Look below for the line containing "white building -> point". Output it and each remaining line of the entries exactly, and nothing else.

Dataset entries
⟨

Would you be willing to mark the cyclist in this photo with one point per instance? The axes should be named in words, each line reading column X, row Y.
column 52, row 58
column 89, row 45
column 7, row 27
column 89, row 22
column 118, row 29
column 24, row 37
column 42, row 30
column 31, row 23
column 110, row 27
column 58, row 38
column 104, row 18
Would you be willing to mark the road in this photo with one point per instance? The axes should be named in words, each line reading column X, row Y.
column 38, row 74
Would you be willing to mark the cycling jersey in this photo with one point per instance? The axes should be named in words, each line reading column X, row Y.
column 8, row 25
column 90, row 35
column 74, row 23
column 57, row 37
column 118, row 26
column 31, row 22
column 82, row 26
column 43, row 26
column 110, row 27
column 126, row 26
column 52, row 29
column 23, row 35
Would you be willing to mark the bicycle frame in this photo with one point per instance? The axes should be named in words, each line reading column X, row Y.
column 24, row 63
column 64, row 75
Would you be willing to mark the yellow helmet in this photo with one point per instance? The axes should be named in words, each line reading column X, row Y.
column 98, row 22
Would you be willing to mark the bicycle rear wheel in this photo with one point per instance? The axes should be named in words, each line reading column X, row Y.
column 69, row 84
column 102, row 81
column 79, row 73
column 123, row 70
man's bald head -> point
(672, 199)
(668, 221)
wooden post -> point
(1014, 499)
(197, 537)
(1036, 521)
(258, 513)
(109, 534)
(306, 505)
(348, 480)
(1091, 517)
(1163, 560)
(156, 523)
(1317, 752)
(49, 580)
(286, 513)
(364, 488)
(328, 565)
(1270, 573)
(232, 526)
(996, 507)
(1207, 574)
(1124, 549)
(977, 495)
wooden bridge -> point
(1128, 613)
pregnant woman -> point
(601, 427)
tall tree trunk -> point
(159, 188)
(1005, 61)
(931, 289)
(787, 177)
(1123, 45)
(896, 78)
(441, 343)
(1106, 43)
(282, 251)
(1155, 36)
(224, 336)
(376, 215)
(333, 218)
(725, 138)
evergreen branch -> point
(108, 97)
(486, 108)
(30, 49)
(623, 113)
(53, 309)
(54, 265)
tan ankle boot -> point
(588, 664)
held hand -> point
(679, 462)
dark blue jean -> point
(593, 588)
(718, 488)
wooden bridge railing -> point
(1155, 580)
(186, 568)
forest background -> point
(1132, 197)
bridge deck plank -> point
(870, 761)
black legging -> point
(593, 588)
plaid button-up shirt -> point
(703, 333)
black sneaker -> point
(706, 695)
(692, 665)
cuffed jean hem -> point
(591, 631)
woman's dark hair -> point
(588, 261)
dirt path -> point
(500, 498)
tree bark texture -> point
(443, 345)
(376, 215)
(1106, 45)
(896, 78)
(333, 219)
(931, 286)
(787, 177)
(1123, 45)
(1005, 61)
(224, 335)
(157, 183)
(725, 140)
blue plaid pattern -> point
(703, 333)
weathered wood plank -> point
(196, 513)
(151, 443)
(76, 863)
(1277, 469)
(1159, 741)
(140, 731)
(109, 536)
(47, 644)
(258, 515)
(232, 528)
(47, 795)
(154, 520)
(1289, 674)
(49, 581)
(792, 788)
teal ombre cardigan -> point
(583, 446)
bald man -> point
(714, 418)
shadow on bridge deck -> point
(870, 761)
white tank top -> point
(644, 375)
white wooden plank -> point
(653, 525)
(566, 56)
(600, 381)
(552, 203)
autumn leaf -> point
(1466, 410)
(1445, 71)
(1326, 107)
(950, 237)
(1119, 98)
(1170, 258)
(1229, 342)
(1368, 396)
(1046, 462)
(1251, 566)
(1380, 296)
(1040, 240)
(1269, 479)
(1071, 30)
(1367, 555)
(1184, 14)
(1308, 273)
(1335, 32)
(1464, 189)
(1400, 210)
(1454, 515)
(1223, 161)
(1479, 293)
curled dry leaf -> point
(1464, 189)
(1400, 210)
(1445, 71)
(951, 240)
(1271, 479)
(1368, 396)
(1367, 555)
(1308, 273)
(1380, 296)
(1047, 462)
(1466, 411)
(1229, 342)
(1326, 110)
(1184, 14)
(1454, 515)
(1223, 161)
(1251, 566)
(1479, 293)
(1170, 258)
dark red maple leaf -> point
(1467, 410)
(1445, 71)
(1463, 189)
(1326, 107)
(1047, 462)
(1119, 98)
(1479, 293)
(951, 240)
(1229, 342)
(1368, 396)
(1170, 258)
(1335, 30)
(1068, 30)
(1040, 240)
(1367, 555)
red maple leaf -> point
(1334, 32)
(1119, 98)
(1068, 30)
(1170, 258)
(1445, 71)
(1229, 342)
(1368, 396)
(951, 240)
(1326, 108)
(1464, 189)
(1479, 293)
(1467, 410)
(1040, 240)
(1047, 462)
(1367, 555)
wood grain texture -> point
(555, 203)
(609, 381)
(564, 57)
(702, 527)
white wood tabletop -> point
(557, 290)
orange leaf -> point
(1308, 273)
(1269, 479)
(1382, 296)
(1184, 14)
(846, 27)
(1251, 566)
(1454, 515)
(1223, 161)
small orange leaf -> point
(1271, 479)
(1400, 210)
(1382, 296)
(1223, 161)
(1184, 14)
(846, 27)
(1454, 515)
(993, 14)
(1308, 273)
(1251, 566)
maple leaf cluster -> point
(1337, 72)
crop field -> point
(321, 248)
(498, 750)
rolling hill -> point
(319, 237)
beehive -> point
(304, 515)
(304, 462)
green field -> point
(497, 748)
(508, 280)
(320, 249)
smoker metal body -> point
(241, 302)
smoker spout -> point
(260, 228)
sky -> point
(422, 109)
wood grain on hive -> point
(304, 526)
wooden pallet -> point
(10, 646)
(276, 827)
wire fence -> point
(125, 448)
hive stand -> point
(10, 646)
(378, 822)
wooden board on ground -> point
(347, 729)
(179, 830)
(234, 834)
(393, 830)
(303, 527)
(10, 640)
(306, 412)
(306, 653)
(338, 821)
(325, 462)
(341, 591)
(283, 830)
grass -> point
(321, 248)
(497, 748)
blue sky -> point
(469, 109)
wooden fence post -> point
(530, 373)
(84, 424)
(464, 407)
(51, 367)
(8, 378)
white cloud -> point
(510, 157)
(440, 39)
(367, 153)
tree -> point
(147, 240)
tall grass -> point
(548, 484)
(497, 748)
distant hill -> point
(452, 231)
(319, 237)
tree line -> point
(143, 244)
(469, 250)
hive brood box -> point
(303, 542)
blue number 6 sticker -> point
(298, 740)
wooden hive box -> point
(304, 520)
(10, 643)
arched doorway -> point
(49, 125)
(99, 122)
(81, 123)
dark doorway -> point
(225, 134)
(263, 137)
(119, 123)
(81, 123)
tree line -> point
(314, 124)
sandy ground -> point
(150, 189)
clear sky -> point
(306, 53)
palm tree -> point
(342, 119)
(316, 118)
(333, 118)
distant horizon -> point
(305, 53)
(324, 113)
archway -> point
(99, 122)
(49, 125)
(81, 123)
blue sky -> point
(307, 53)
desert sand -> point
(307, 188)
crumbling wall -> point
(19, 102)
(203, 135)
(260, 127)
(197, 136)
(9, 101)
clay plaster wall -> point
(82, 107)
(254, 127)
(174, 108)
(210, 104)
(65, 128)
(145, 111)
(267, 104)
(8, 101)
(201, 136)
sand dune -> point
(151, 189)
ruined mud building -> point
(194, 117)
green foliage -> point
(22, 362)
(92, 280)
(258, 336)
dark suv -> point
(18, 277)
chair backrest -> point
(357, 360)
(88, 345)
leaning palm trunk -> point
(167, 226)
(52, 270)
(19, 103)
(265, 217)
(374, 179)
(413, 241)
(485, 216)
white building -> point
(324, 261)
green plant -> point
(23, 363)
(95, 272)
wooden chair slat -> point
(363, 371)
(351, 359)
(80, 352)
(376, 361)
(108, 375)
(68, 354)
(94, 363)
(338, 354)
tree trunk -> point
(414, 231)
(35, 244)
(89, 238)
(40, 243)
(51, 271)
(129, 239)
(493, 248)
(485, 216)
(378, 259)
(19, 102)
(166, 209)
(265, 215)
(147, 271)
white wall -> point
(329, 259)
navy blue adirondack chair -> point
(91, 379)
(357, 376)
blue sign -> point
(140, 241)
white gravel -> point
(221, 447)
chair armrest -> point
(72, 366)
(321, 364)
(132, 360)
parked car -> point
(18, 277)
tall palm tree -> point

⟩

**Solution for this problem**
white building -> point
(324, 261)
green plant -> point
(23, 363)
(95, 272)
wooden chair slat -> point
(363, 371)
(351, 359)
(80, 352)
(376, 361)
(108, 375)
(68, 354)
(94, 363)
(338, 354)
tree trunk -> point
(414, 231)
(35, 244)
(89, 238)
(40, 243)
(51, 271)
(129, 239)
(493, 248)
(485, 216)
(378, 259)
(19, 102)
(166, 209)
(265, 215)
(147, 271)
white wall -> point
(329, 259)
navy blue adirondack chair -> point
(91, 379)
(357, 376)
blue sign -> point
(140, 241)
white gravel -> point
(221, 447)
chair armrest -> point
(72, 366)
(321, 364)
(132, 360)
parked car -> point
(18, 277)
tall palm tree -> point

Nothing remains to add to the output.